**Objective**: From the line containing "Identify where the pale" through the end of the entries below, inclusive, write the lines out again with "bounding box" renamed to "rectangle" and nothing else changed. Leave the pictures out of your answer.

**Data lines**:

_ _ _ _ _

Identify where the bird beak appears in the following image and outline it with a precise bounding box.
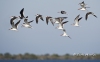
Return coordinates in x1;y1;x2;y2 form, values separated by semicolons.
68;36;71;39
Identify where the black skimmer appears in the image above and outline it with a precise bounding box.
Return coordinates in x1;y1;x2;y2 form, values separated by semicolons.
35;14;44;24
9;19;21;31
22;17;34;28
11;16;18;21
19;8;25;19
54;17;68;24
78;7;90;12
72;14;82;27
58;10;66;14
46;16;54;26
61;29;71;39
85;12;97;20
79;1;87;7
56;21;68;30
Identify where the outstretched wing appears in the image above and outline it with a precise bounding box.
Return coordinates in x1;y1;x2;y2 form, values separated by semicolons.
20;8;24;17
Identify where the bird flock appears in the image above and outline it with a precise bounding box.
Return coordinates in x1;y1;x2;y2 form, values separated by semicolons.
9;1;97;39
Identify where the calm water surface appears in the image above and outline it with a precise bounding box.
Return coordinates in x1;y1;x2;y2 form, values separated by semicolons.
0;60;100;62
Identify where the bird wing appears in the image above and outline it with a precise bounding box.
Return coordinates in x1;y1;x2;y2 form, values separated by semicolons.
50;18;54;26
20;8;24;17
15;20;21;28
10;17;17;26
24;18;28;23
40;15;44;21
46;17;49;25
85;12;92;20
36;16;39;24
28;20;34;23
78;17;83;22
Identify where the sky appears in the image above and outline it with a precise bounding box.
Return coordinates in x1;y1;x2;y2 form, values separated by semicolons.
0;0;100;55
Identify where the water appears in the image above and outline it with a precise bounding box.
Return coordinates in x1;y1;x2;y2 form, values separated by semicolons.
0;60;100;62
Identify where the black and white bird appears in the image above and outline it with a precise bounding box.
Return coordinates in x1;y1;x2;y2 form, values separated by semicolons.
58;10;66;14
72;14;82;27
19;8;25;19
9;18;21;31
79;1;87;7
61;29;71;39
46;16;54;26
54;17;68;24
35;14;44;24
85;12;97;20
11;16;18;21
22;17;34;28
78;7;90;12
56;21;68;30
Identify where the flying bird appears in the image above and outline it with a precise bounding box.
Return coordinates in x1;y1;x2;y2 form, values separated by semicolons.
22;17;34;28
19;8;25;19
35;14;44;24
61;29;71;39
58;10;66;14
79;1;87;7
54;17;68;24
9;20;21;31
85;12;97;20
72;14;82;27
56;21;68;30
46;16;54;26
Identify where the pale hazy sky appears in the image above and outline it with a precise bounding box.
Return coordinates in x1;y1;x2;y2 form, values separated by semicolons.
0;0;100;54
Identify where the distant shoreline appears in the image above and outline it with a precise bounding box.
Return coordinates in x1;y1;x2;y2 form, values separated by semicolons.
0;53;100;60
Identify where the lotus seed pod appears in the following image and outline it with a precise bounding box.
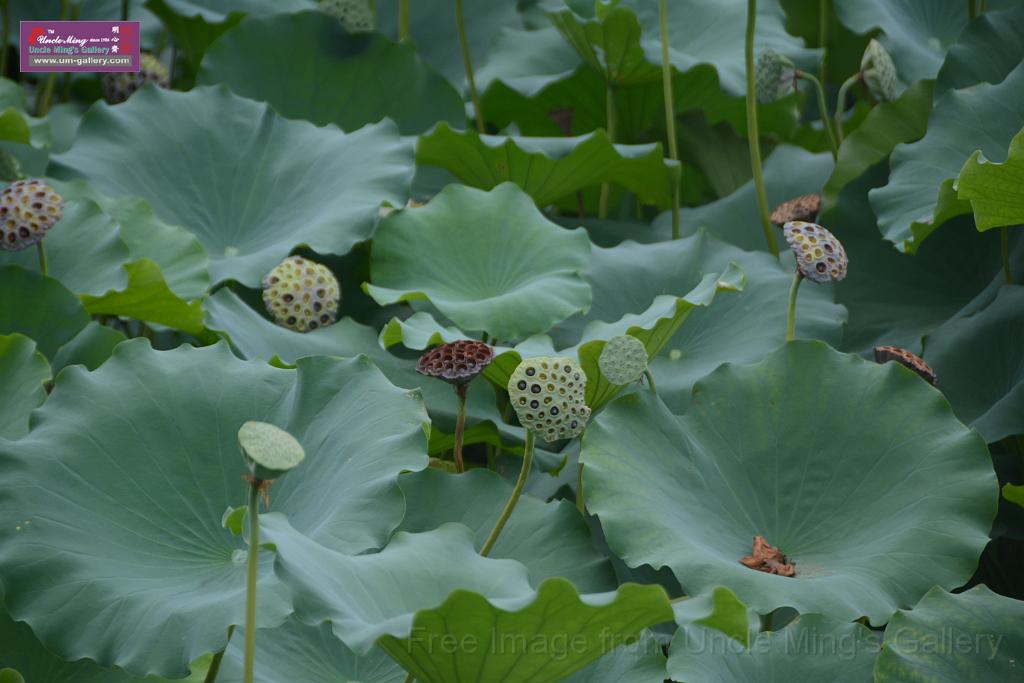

_ _ _ _ _

**Output**:
Identify where the pale hazy sky appears in the image above and outline it with a precise rectangle.
Return coordinates in x1;y1;x2;y2 form, values separated by semicolons.
0;0;100;54
Identify where the distant shoreline appears in the image above and outline it with a precise rectangle.
Return coordinates in x1;y1;x2;y2 form, values separated by semicolons.
0;53;100;60
Identify where the lotus seed pod appears in the following image and outline it with a precise rectangle.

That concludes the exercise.